#### SOURCE DOCUMENT

Package 'keyToEnglish' reference manual

Title:	Convert Data to Memorable Phrases
Description:	Convert keys and other values to memorable phrases. Includes some methods to build lists of words.
Authors:	Max Candocia
Maintainer:	Max Candocia <[email protected]>
License:	GPL (>= 2)
Version:	0.2.1
Built:	2025-02-24 03:31:58 UTC
Source:	https://github.com/mcandocia/keytoenglish

Corpora to Word List

Description

Converts a collection of documents to a word list

Usage

corpora_to_word_list(
  paths,
  ascii_only = TRUE,
  custom_regex = NA,
  max_word_length = 20,
  stopword_fn = DEFAULT_STOPWORDS,
  min_word_count = 5,
  max_size = 16^3,
  min_word_length = 3,
  output_file = NA,
  json_path = NA
)
corpora_to_word_list(
  paths,
  ascii_only = TRUE,
  custom_regex = NA,
  max_word_length = 20,
  stopword_fn = DEFAULT_STOPWORDS,
  min_word_count = 5,
  max_size = 16^3,
  min_word_length = 3,
  output_file = NA,
  json_path = NA
)

Arguments

`paths`	Paths of plaintext documents
`ascii_only`	Will omit non-ascii characters if TRUE
`custom_regex`	If not NA, will override ascii_only and this will determine what a valid word consists of
`max_word_length`	Maximum length of extracted words
`stopword_fn`	Filename containing stopwords to use or a list of stopwords (if length > 1)
`min_word_count`	Minimum number of occurrences for a word to be added to word list
`max_size`	Maximum size of list
`min_word_length`	Minimum length of words
`output_file`	File to write list to
`json_path`	If input text is JSON, then it will be parsed as such if this is a character of JSON keys to follow

Value

A 'character' vector of words

Greater Common Denominator

Description

Calculates greatest common denominator of a list of numbers

Usage

GCD(...)
GCD(...)

Arguments

...

Any number of 'numeric' vectors or nested 'list's containing such

Value

A 'numeric' that is the greatest common denominator of the input values

Generate Random Sentences

Description

Randomly generate sentences with a specific structure

Usage

generate_random_sentences(n, punctuate = TRUE, fast = FALSE)
generate_random_sentences(n, punctuate = TRUE, fast = FALSE)

Arguments

`n`	'numeric' number of sentences to generate
`punctuate`	'logical' value of whether to add spaces, capitalize first letter, and append period
`fast`	'logical'

Value

'character' vector of randomly generated sentences

Hash to Sentence

Description

Hashes data to a sentence that contains 54 bits of entropy

Usage

hash_to_sentence(x, ...)
hash_to_sentence(x, ...)

Arguments

`x`	- Input data, which will be converted to 'character' if not already 'character'
`...`	- Other parameters to pass to 'keyToEnglish()', besides 'word_list', 'hash_subsection_size', and 'hash_function'

Value

'character' vector of hashed field resembling phrases

Key to English

Description

Hashes field to sequence of words from a list.

Usage

keyToEnglish(
  x,
  hash_function = "md5",
  phrase_length = 5,
  corpus_path = NA,
  word_list = wl_common,
  hash_subsection_size = 3,
  sep = "",
  word_trans = "camel",
  suppress_warnings = FALSE,
  hash_output_length = NA,
  forced_limit = NA,
  numeric_append_range = NA
)

########
#### INFORMATION GIVEN

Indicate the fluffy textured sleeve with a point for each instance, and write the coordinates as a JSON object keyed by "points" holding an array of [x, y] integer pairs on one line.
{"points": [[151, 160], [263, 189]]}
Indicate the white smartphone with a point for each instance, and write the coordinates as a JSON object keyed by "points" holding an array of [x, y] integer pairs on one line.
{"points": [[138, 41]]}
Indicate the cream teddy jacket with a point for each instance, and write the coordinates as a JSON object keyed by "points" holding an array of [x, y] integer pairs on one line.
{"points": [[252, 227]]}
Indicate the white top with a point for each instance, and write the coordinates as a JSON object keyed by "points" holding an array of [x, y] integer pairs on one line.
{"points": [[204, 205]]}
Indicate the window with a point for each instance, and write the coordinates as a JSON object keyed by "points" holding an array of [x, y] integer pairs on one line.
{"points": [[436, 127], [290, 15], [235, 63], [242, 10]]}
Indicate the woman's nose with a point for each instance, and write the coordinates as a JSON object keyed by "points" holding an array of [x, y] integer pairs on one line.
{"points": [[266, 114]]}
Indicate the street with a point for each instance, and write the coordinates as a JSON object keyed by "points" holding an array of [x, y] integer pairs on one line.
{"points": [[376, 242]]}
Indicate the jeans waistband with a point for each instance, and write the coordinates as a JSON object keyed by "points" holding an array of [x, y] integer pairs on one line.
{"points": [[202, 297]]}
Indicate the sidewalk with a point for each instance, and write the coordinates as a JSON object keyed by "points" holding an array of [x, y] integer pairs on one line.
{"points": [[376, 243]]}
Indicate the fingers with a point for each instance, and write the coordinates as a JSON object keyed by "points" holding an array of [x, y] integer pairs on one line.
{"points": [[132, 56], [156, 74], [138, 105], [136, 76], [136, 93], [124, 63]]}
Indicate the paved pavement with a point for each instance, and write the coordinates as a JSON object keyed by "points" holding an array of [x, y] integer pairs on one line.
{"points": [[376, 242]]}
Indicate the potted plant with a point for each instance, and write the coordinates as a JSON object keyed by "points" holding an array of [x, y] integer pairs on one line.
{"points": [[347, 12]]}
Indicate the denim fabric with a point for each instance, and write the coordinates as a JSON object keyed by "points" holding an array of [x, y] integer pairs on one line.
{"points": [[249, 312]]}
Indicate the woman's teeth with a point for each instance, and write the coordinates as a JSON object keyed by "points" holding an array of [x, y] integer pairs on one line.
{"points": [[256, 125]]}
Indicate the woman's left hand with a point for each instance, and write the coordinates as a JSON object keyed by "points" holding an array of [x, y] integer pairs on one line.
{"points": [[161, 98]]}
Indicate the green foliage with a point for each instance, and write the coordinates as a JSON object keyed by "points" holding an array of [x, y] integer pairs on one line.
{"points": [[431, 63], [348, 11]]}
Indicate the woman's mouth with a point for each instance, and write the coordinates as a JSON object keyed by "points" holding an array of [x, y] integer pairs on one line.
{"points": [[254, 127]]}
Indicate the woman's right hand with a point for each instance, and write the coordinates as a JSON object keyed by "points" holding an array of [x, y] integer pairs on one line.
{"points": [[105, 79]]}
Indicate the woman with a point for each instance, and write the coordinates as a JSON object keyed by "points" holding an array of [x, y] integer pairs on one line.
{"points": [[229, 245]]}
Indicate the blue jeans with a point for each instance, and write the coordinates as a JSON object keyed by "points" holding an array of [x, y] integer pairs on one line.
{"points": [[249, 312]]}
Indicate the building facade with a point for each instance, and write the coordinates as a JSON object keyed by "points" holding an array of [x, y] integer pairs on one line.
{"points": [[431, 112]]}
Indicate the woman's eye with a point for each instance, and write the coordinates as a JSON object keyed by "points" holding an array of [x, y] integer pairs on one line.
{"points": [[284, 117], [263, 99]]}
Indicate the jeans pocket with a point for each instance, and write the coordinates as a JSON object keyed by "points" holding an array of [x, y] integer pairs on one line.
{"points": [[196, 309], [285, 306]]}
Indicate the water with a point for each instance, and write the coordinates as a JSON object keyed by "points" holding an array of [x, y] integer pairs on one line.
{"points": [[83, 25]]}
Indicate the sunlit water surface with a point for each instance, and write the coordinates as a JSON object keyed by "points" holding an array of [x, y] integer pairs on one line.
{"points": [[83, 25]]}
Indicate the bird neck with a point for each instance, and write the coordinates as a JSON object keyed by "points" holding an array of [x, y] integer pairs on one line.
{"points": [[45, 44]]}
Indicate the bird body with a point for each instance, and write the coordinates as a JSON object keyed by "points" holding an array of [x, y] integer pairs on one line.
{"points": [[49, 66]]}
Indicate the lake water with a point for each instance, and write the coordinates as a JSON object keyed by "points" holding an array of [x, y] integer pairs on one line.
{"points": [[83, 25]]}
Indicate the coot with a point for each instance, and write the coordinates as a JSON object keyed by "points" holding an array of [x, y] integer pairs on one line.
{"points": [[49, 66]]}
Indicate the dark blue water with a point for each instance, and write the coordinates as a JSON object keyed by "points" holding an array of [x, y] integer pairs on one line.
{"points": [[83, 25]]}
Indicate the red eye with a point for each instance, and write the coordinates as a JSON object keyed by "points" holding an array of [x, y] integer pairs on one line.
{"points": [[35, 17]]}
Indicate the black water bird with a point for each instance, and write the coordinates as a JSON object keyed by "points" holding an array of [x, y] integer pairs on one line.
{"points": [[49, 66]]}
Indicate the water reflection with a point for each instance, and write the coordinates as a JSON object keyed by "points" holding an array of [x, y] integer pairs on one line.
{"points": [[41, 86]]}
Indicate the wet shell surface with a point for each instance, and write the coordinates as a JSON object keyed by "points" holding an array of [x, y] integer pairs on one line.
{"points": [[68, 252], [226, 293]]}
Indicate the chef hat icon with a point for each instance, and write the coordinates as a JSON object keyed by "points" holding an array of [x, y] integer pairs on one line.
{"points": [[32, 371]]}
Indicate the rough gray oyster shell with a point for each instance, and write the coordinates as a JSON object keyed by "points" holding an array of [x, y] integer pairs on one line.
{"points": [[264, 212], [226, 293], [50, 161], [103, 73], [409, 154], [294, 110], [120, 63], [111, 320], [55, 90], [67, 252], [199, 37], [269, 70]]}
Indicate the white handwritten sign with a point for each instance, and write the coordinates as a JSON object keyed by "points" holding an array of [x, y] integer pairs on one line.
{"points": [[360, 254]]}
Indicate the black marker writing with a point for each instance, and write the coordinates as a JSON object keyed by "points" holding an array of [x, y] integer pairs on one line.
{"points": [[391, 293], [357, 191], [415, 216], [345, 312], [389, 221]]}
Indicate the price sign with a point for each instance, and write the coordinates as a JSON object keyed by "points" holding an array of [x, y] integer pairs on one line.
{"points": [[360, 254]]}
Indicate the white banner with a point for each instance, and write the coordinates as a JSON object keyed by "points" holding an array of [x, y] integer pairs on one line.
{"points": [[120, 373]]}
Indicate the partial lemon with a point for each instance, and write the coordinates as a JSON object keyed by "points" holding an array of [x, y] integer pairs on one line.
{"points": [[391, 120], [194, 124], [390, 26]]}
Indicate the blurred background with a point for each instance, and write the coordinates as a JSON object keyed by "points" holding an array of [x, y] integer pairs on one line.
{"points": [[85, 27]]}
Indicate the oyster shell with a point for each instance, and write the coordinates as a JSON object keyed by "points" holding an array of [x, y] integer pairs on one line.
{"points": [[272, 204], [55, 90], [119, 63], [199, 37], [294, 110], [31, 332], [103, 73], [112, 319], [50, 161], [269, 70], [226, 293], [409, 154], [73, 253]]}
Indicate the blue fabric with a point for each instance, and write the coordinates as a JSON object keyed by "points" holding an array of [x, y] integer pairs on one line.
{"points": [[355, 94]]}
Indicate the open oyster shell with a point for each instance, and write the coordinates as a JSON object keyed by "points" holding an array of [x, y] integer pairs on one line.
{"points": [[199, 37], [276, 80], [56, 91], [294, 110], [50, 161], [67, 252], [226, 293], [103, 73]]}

########

CHALLENGE 1: Duplicate everything in the keyToEnglish manual from "Package 'keyToEnglish' reference" down to "lists of words.".
CHALLENGE 2: Pull out every line of the rows that contains the string "fabric".
The rows are unrelated to the keyToEnglish manual.

EXPECTED ANSWER 1:
Package 'keyToEnglish' reference manual

Title:	Convert Data to Memorable Phrases
Description:	Convert keys and other values to memorable phrases. Includes some methods to build lists of words.

EXPECTED ANSWER 2:
Indicate the denim fabric with a point for each instance, and write the coordinates as a JSON object keyed by "points" holding an array of [x, y] integer pairs on one line.
Indicate the blue fabric with a point for each instance, and write the coordinates as a JSON object keyed by "points" holding an array of [x, y] integer pairs on one line.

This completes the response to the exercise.